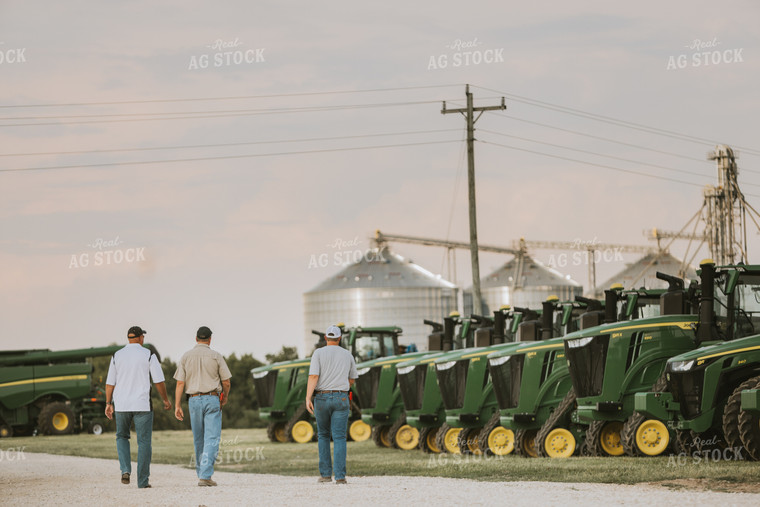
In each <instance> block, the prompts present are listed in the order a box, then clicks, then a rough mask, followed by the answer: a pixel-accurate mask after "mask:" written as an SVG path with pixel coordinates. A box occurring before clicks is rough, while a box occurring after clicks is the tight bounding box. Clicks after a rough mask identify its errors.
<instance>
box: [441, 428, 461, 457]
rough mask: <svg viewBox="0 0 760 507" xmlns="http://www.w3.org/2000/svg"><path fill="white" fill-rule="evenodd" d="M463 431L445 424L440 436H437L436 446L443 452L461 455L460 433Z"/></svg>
mask: <svg viewBox="0 0 760 507" xmlns="http://www.w3.org/2000/svg"><path fill="white" fill-rule="evenodd" d="M461 431H462V428H453V427H451V426H449V425H448V424H446V423H443V425H442V426H441V429H439V430H438V435H436V438H435V445H436V446H437V447H438V448H439V449H440V450H441V452H448V453H450V454H459V433H460V432H461Z"/></svg>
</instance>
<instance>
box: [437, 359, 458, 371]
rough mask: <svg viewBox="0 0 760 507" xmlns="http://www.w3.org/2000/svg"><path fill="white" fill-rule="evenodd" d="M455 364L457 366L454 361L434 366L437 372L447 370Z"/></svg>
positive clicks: (438, 364) (454, 364)
mask: <svg viewBox="0 0 760 507" xmlns="http://www.w3.org/2000/svg"><path fill="white" fill-rule="evenodd" d="M455 364H457V362H456V361H448V362H445V363H440V364H436V365H435V367H436V368H438V370H441V371H443V370H448V369H449V368H452V367H453V366H454V365H455Z"/></svg>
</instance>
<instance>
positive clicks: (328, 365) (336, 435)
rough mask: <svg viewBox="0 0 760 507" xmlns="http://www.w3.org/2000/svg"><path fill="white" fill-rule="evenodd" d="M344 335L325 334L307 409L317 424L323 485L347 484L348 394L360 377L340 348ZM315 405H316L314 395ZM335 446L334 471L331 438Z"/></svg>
mask: <svg viewBox="0 0 760 507" xmlns="http://www.w3.org/2000/svg"><path fill="white" fill-rule="evenodd" d="M340 338H341V332H340V328H339V327H337V326H330V327H328V328H327V331H326V332H325V341H326V342H327V345H326V346H325V347H322V348H321V349H317V350H315V351H314V354H312V356H311V365H310V367H309V384H308V386H307V389H306V409H307V410H308V411H309V412H310V413H312V414H314V417H315V418H316V420H317V436H318V442H319V443H318V448H319V475H320V477H319V482H332V475H333V470H334V471H335V483H336V484H346V430H347V428H348V415H349V413H350V411H351V408H350V407H351V406H350V401H349V399H348V390H349V389H350V388H351V385H353V383H354V381H355V380H356V378H357V377H358V376H359V375H358V374H357V373H356V363H355V362H354V358H353V356H352V355H351V353H350V352H349V351H347V350H346V349H344V348H342V347H341V346H340ZM314 393H316V395H314V402H313V403H312V399H311V398H312V395H313V394H314ZM331 436H332V440H333V443H334V461H335V463H334V465H335V466H334V467H333V463H332V461H331V460H330V437H331Z"/></svg>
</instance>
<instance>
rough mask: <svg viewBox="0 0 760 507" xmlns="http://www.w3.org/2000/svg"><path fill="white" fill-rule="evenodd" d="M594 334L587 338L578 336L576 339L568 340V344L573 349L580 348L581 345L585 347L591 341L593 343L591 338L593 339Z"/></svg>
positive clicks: (567, 344) (577, 348)
mask: <svg viewBox="0 0 760 507" xmlns="http://www.w3.org/2000/svg"><path fill="white" fill-rule="evenodd" d="M593 339H594V337H593V336H587V337H586V338H576V339H575V340H567V346H568V347H570V348H571V349H578V348H581V347H585V346H586V345H588V344H589V343H591V340H593Z"/></svg>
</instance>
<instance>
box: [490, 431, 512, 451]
mask: <svg viewBox="0 0 760 507" xmlns="http://www.w3.org/2000/svg"><path fill="white" fill-rule="evenodd" d="M488 450H490V451H491V452H492V453H494V454H495V455H496V456H506V455H507V454H509V453H511V452H512V451H514V450H515V433H514V432H513V431H512V430H508V429H507V428H505V427H504V426H497V427H496V428H495V429H494V430H493V431H492V432H491V433H490V434H489V435H488Z"/></svg>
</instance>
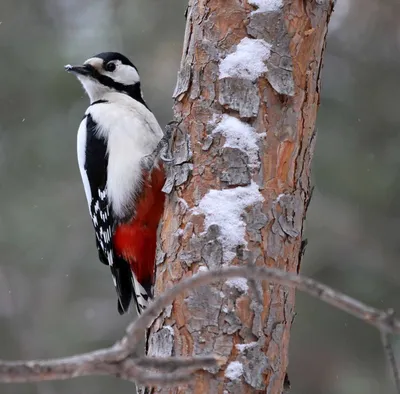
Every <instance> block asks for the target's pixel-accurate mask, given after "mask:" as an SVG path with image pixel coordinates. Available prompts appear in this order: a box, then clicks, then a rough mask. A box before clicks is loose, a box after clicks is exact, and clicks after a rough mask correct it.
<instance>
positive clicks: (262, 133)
mask: <svg viewBox="0 0 400 394" xmlns="http://www.w3.org/2000/svg"><path fill="white" fill-rule="evenodd" d="M217 133H221V134H222V135H223V136H224V137H225V144H224V148H237V149H240V150H242V151H243V152H245V153H246V154H247V156H248V158H249V166H250V168H252V169H254V168H258V167H259V166H260V157H259V147H258V144H259V141H260V139H261V138H262V137H264V136H265V135H266V133H257V132H256V131H255V129H254V128H253V127H251V126H250V125H249V124H248V123H244V122H241V121H240V120H239V119H237V118H235V117H233V116H230V115H223V116H222V119H221V121H220V122H219V123H218V125H217V127H215V129H214V130H213V134H217Z"/></svg>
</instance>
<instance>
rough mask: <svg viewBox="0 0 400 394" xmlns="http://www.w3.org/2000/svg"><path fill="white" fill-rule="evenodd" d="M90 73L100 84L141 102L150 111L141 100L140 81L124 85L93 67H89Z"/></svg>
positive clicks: (147, 106) (144, 102)
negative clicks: (127, 84) (90, 72)
mask: <svg viewBox="0 0 400 394" xmlns="http://www.w3.org/2000/svg"><path fill="white" fill-rule="evenodd" d="M91 75H92V77H93V78H95V79H97V80H98V81H99V82H100V83H101V84H102V85H104V86H107V87H109V88H111V89H114V90H116V91H117V92H120V93H125V94H127V95H128V96H130V97H132V98H133V99H134V100H136V101H138V102H139V103H141V104H143V105H144V106H145V107H146V108H147V109H148V110H149V111H150V108H149V107H148V106H147V104H146V103H145V101H144V100H143V97H142V91H141V89H140V82H136V83H135V84H133V85H124V84H123V83H120V82H116V81H114V80H113V79H112V78H110V77H107V76H106V75H103V74H100V73H99V72H98V71H97V70H96V69H95V68H94V67H92V68H91Z"/></svg>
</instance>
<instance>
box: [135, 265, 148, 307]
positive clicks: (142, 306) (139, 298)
mask: <svg viewBox="0 0 400 394" xmlns="http://www.w3.org/2000/svg"><path fill="white" fill-rule="evenodd" d="M132 281H133V289H134V291H135V295H136V301H137V307H138V312H139V313H141V312H142V311H143V309H146V307H147V305H148V304H149V295H148V294H147V291H146V290H145V289H144V287H143V286H142V285H141V284H140V283H139V282H138V280H137V279H136V276H135V274H134V273H133V272H132Z"/></svg>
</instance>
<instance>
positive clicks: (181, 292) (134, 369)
mask: <svg viewBox="0 0 400 394" xmlns="http://www.w3.org/2000/svg"><path fill="white" fill-rule="evenodd" d="M235 277H245V278H247V279H253V280H257V281H258V280H268V281H270V282H273V283H275V284H280V285H284V286H291V287H296V288H297V289H299V290H301V291H304V292H306V293H308V294H310V295H311V296H313V297H316V298H318V299H320V300H322V301H324V302H326V303H328V304H330V305H332V306H334V307H336V308H338V309H341V310H343V311H345V312H347V313H349V314H351V315H353V316H355V317H358V318H359V319H361V320H363V321H365V322H366V323H368V324H370V325H373V326H375V327H376V328H378V329H379V330H380V331H381V332H382V333H383V334H382V335H383V336H382V338H383V343H384V347H385V351H386V353H387V355H388V359H389V361H390V365H391V366H392V369H393V371H394V376H395V381H396V385H397V386H398V387H399V386H400V384H399V381H400V379H399V375H398V370H397V366H396V361H395V359H394V355H393V349H392V347H391V345H390V342H389V340H388V335H389V334H399V333H400V321H399V320H397V319H395V318H394V317H393V316H392V315H391V314H388V313H387V312H384V311H381V310H378V309H375V308H372V307H370V306H368V305H366V304H363V303H362V302H360V301H357V300H355V299H354V298H351V297H349V296H347V295H345V294H343V293H341V292H339V291H336V290H333V289H332V288H330V287H328V286H326V285H323V284H321V283H318V282H316V281H315V280H313V279H310V278H306V277H303V276H300V275H296V274H292V273H288V272H285V271H280V270H276V269H272V268H266V267H256V266H251V265H249V266H242V267H229V268H223V269H221V270H213V271H208V272H204V273H203V272H202V273H200V274H196V275H194V276H192V277H191V278H188V279H185V280H183V281H181V282H180V283H177V284H176V285H175V286H174V287H173V288H171V289H169V290H168V291H167V292H166V293H164V294H163V295H161V296H159V297H158V298H156V299H155V301H154V302H153V303H152V304H150V306H149V307H148V308H147V309H146V310H145V311H144V312H143V314H142V315H141V316H140V317H139V318H138V319H137V320H135V321H134V322H133V323H131V324H130V325H129V327H128V328H127V332H126V335H125V337H124V338H122V340H121V341H120V342H117V343H116V344H115V345H114V346H112V347H110V348H108V349H102V350H98V351H95V352H90V353H85V354H81V355H77V356H73V357H67V358H62V359H53V360H43V361H1V360H0V382H1V383H23V382H35V381H44V380H61V379H70V378H75V377H78V376H88V375H112V376H117V377H120V378H122V379H126V380H130V381H135V382H137V383H139V384H145V385H147V386H152V385H160V384H164V385H169V384H176V383H181V382H186V381H189V380H190V379H191V378H192V375H191V374H192V372H194V370H197V369H202V368H208V367H210V366H215V365H217V364H218V363H219V361H220V360H218V359H217V358H215V357H212V356H204V357H199V358H173V359H171V358H147V357H144V358H132V357H133V355H134V354H135V351H136V348H137V345H138V343H139V340H141V339H142V336H143V334H144V332H145V330H146V329H147V327H148V326H149V325H150V324H151V323H152V321H153V319H154V318H156V317H157V316H158V315H159V314H160V313H161V312H162V310H163V309H164V308H165V307H166V306H168V305H170V304H171V303H172V302H173V301H174V299H175V297H177V296H178V295H179V294H181V293H184V292H186V291H189V290H191V289H193V288H195V287H199V286H203V285H207V284H209V283H211V282H215V281H217V280H221V279H227V278H235ZM145 368H151V369H158V370H160V371H162V372H154V371H148V370H146V369H145ZM398 392H399V393H400V391H398Z"/></svg>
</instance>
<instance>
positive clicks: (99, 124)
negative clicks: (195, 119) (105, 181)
mask: <svg viewBox="0 0 400 394" xmlns="http://www.w3.org/2000/svg"><path fill="white" fill-rule="evenodd" d="M104 99H105V100H107V101H108V102H107V103H101V104H95V105H93V106H91V107H89V109H88V111H89V112H90V114H91V116H92V118H93V120H94V121H95V122H96V123H97V125H98V133H99V135H101V136H103V137H104V138H106V140H107V150H108V155H109V156H108V173H107V193H108V198H109V202H110V204H111V206H112V209H113V211H114V213H115V214H116V215H117V217H118V216H119V217H123V216H125V214H126V212H125V208H126V207H127V205H128V204H129V202H130V201H131V199H132V197H134V195H135V194H137V193H139V192H140V182H141V178H142V168H141V165H140V164H141V163H140V161H141V160H142V158H143V157H144V156H146V155H149V154H151V153H152V152H153V151H154V149H155V148H156V147H157V144H158V142H159V141H160V139H161V138H162V136H163V132H162V130H161V128H160V126H159V124H158V122H157V120H156V118H155V117H154V115H153V114H152V113H151V112H150V111H149V110H148V109H147V108H146V107H145V106H144V105H142V104H140V103H139V102H137V101H136V100H133V99H132V98H131V97H129V96H127V95H124V94H120V93H109V94H107V95H105V96H104Z"/></svg>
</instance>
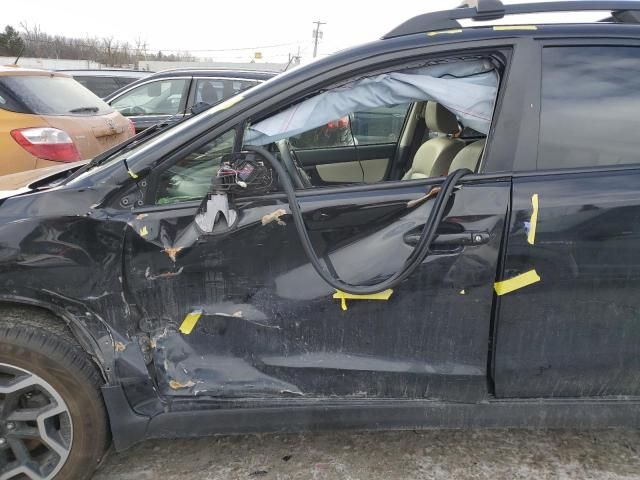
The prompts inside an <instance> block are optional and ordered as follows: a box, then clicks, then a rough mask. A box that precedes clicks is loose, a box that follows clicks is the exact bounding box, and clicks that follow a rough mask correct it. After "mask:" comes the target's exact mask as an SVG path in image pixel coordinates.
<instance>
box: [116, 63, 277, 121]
mask: <svg viewBox="0 0 640 480" xmlns="http://www.w3.org/2000/svg"><path fill="white" fill-rule="evenodd" d="M276 75H277V72H261V71H250V70H220V69H206V68H203V69H176V70H165V71H163V72H158V73H156V74H153V75H150V76H148V77H146V78H144V79H141V80H138V81H137V82H135V83H132V84H131V85H128V86H126V87H124V88H122V89H120V90H118V91H117V92H114V93H112V94H111V95H109V96H107V97H106V98H105V101H106V102H107V103H108V104H109V105H111V106H112V107H113V108H115V109H116V110H118V111H119V112H120V113H121V114H122V115H124V116H125V117H129V118H131V120H133V123H134V125H135V127H136V132H140V131H142V130H144V129H145V128H148V127H150V126H151V125H155V124H156V123H159V122H162V121H166V120H168V119H171V121H178V120H180V119H181V118H183V117H184V116H188V115H190V114H191V107H193V106H194V105H197V104H202V105H204V104H208V105H213V104H215V103H218V102H219V101H221V100H224V99H226V98H229V97H231V96H233V95H235V94H236V93H238V92H241V91H242V90H246V89H247V88H250V87H253V86H255V85H257V84H259V83H262V82H264V81H265V80H269V79H270V78H272V77H274V76H276Z"/></svg>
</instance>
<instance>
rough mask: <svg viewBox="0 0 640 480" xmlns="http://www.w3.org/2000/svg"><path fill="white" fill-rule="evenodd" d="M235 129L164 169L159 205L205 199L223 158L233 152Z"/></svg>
mask: <svg viewBox="0 0 640 480" xmlns="http://www.w3.org/2000/svg"><path fill="white" fill-rule="evenodd" d="M234 142H235V130H231V131H229V132H227V133H224V134H222V135H220V136H219V137H217V138H215V139H214V140H212V141H211V142H209V143H207V144H206V145H204V146H203V147H201V148H200V149H198V150H196V151H195V152H191V153H190V154H188V155H186V156H185V157H184V158H181V159H180V160H178V161H177V162H176V163H174V164H173V165H171V166H170V167H169V168H167V169H166V170H164V171H163V172H162V173H161V174H160V177H159V179H158V187H157V190H156V192H157V193H156V204H158V205H160V204H167V203H175V202H188V201H192V200H200V199H202V198H204V197H205V195H206V194H207V192H208V191H209V187H210V186H211V181H212V180H213V177H214V176H215V175H216V174H217V173H218V169H219V168H220V161H221V159H222V156H223V155H226V154H228V153H231V152H233V145H234Z"/></svg>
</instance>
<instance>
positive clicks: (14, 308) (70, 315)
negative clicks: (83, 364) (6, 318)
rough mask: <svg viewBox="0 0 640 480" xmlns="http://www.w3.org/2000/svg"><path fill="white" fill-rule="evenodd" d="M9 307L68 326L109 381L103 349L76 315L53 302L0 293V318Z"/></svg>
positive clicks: (101, 374)
mask: <svg viewBox="0 0 640 480" xmlns="http://www.w3.org/2000/svg"><path fill="white" fill-rule="evenodd" d="M9 309H18V310H23V311H25V312H28V311H29V310H31V311H34V310H37V311H40V312H42V313H45V314H46V315H47V317H48V319H49V320H50V321H51V322H53V323H58V324H64V325H66V326H67V327H68V329H69V332H70V335H71V337H72V338H73V340H74V341H75V342H76V343H77V344H78V345H79V346H80V348H82V350H83V351H84V352H85V353H87V355H89V357H90V358H91V360H92V362H93V363H94V364H95V365H96V367H97V369H98V371H99V372H100V375H101V376H102V379H103V380H104V382H105V383H108V382H109V377H110V376H109V374H108V372H109V371H110V370H112V369H110V368H109V367H108V366H107V365H106V364H107V360H106V359H105V354H104V353H105V352H104V349H101V348H100V346H99V340H98V339H97V338H96V336H95V335H94V334H93V333H92V332H91V331H90V329H89V328H88V327H87V326H86V324H84V323H83V322H81V321H80V320H79V319H78V318H77V317H75V316H74V315H72V314H71V313H69V312H68V311H66V310H65V309H64V308H61V307H59V306H57V305H55V304H52V303H49V302H46V301H42V300H36V299H33V298H26V297H17V296H16V297H13V296H2V295H0V320H1V315H2V312H3V311H5V310H9Z"/></svg>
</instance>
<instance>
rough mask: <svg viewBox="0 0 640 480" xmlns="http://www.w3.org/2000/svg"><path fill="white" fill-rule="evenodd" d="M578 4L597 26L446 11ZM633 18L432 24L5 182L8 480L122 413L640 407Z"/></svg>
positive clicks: (386, 414) (2, 291)
mask: <svg viewBox="0 0 640 480" xmlns="http://www.w3.org/2000/svg"><path fill="white" fill-rule="evenodd" d="M567 10H573V11H585V10H594V11H597V12H601V11H606V18H605V17H603V18H602V20H603V21H601V22H593V23H586V24H585V23H583V24H576V25H570V24H562V25H536V24H530V25H515V24H508V25H504V24H503V25H492V23H491V22H489V23H488V24H484V25H481V26H475V27H471V28H462V27H460V26H459V25H458V22H457V21H458V20H462V19H472V20H475V21H485V20H487V21H488V20H495V19H498V18H502V17H505V19H507V20H508V19H509V17H508V16H509V15H511V14H520V13H532V12H547V13H549V12H560V11H567ZM568 18H570V17H568ZM639 20H640V3H639V2H627V1H620V2H615V1H613V2H598V1H590V2H561V3H544V4H534V5H524V4H519V5H513V6H506V7H503V6H502V5H501V4H500V3H499V2H497V1H495V0H494V1H482V0H480V1H479V2H478V3H477V5H476V6H474V7H467V8H460V9H455V10H451V11H447V12H440V13H434V14H427V15H422V16H418V17H416V18H413V19H411V20H409V21H408V22H406V23H404V24H402V25H400V26H399V27H398V28H396V29H395V30H393V31H391V32H390V33H389V34H387V35H386V36H385V37H384V38H383V39H381V40H379V41H376V42H374V43H370V44H368V45H365V46H361V47H358V48H354V49H351V50H346V51H343V52H341V53H338V54H336V55H332V56H330V57H328V58H324V59H322V60H320V61H318V62H315V63H312V64H310V65H308V66H306V67H302V68H299V69H296V70H293V71H291V72H287V73H285V74H283V75H281V76H279V77H277V78H275V79H273V80H270V81H267V82H265V83H263V84H261V85H259V86H256V87H254V88H251V89H249V90H247V91H245V92H243V93H241V94H239V95H236V96H234V97H231V98H230V99H228V100H226V101H223V102H221V103H218V104H217V105H215V106H213V107H212V108H209V109H208V110H206V111H204V112H203V113H201V114H199V115H197V116H194V117H192V118H189V119H186V120H183V121H181V122H178V123H177V124H175V125H171V126H164V127H162V126H156V127H152V128H149V129H147V130H146V131H145V132H143V133H141V134H139V135H137V136H136V137H134V138H133V139H131V140H130V141H128V142H126V143H125V144H123V145H121V146H119V147H117V148H115V149H113V150H111V151H110V152H106V153H105V154H103V155H102V156H100V157H97V158H96V159H94V160H93V161H92V162H90V163H89V164H88V165H86V166H84V167H82V168H80V169H79V170H76V171H75V172H73V173H71V174H68V176H65V175H67V174H60V173H58V174H57V176H56V177H53V178H49V179H43V180H42V181H40V182H37V183H36V184H33V185H32V186H31V188H24V189H21V190H19V191H14V192H3V193H4V200H2V201H1V205H0V301H1V302H2V303H1V306H0V319H1V320H0V372H1V373H0V476H2V477H3V478H14V477H15V478H22V477H21V476H23V475H25V474H26V476H29V477H31V478H52V477H54V476H55V475H58V477H59V478H73V479H81V478H87V477H89V476H90V475H91V471H92V469H93V468H94V467H95V465H96V463H97V461H98V459H99V458H100V457H101V456H102V455H103V453H104V450H105V447H106V446H107V438H108V432H110V433H111V438H113V441H114V443H115V447H116V448H117V449H124V448H127V447H128V446H130V445H132V444H133V443H135V442H138V441H140V440H143V439H146V438H152V437H176V436H198V435H208V434H214V433H239V432H258V431H295V430H307V429H321V428H324V429H326V428H360V429H386V428H422V427H455V428H458V427H468V426H483V427H489V426H490V427H494V426H520V427H522V426H527V427H566V426H572V427H583V428H593V427H604V426H620V425H624V426H633V427H636V426H638V424H639V419H640V327H639V326H638V325H639V324H638V321H639V320H638V318H639V311H640V295H638V291H637V290H636V287H638V286H639V284H636V281H640V248H639V245H640V149H639V148H638V145H637V141H636V140H635V139H634V138H633V135H632V134H633V128H634V127H633V125H635V124H636V119H637V115H638V111H639V110H640V88H639V86H640V80H639V79H640V62H638V57H639V56H640V55H639V54H640V25H638V21H639ZM372 111H375V112H376V114H377V115H387V117H386V118H394V119H395V120H394V121H382V122H375V121H372V122H370V123H371V125H370V127H371V128H370V129H369V127H367V126H362V125H354V123H357V122H358V121H360V120H361V119H367V118H369V119H370V118H371V117H370V115H369V114H370V112H372ZM362 112H369V113H367V114H366V115H362ZM359 119H360V120H359ZM61 175H62V176H61Z"/></svg>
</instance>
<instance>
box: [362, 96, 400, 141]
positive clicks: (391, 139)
mask: <svg viewBox="0 0 640 480" xmlns="http://www.w3.org/2000/svg"><path fill="white" fill-rule="evenodd" d="M408 108H409V105H408V104H404V105H396V106H393V107H378V108H372V109H370V110H365V111H363V112H356V113H353V114H352V115H351V129H352V130H353V135H354V137H355V139H356V142H357V144H358V145H375V144H379V143H396V142H397V141H398V138H399V137H400V131H401V130H402V125H403V124H404V119H405V117H406V116H407V109H408Z"/></svg>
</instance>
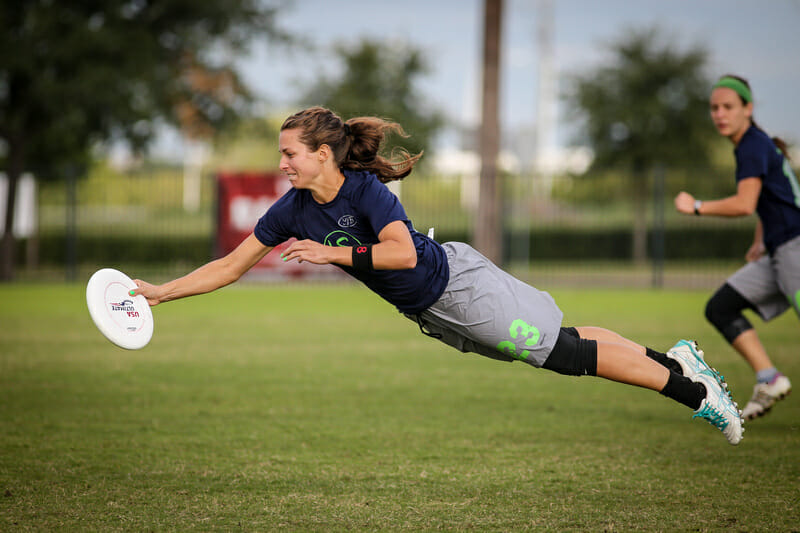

━━━━━━

The required answer is an exact, picture-free copy of the lines from the opening of the listing above through the line with "positive clicks: (328, 365) (336, 435)".

ANSWER SPACE
In each <instance> block, the prompts present are listed in the order a box, then clicks, then a rough mask, followed by the answer: a pixel-accurate mask after "mask:" written as an SVG path with pixel coordinates. A box occurring before clicks is rough, while a box occurring after clicks is the tight bounding box. Clicks after a rough mask identify its errors.
<instance>
box: [441, 428, 461, 457]
rough mask: <svg viewBox="0 0 760 507" xmlns="http://www.w3.org/2000/svg"><path fill="white" fill-rule="evenodd" d="M463 431L445 424L440 436H437L436 446L443 452L461 455L460 433Z"/></svg>
mask: <svg viewBox="0 0 760 507" xmlns="http://www.w3.org/2000/svg"><path fill="white" fill-rule="evenodd" d="M461 431H462V428H453V427H451V426H449V425H448V424H446V423H443V425H442V426H441V429H439V430H438V435H436V438H435V445H436V446H437V447H438V448H439V449H440V450H441V452H448V453H450V454H459V433H460V432H461Z"/></svg>
</instance>
<instance>
box: [437, 359, 458, 371]
rough mask: <svg viewBox="0 0 760 507" xmlns="http://www.w3.org/2000/svg"><path fill="white" fill-rule="evenodd" d="M455 364L457 366L454 361L434 366L437 372L447 370Z"/></svg>
positive clicks: (438, 364) (454, 364)
mask: <svg viewBox="0 0 760 507" xmlns="http://www.w3.org/2000/svg"><path fill="white" fill-rule="evenodd" d="M455 364H457V362H456V361H448V362H445V363H440V364H436V365H435V367H436V368H438V370H441V371H443V370H448V369H449V368H452V367H453V366H454V365H455Z"/></svg>
</instance>
<instance>
positive clicks: (328, 365) (336, 435)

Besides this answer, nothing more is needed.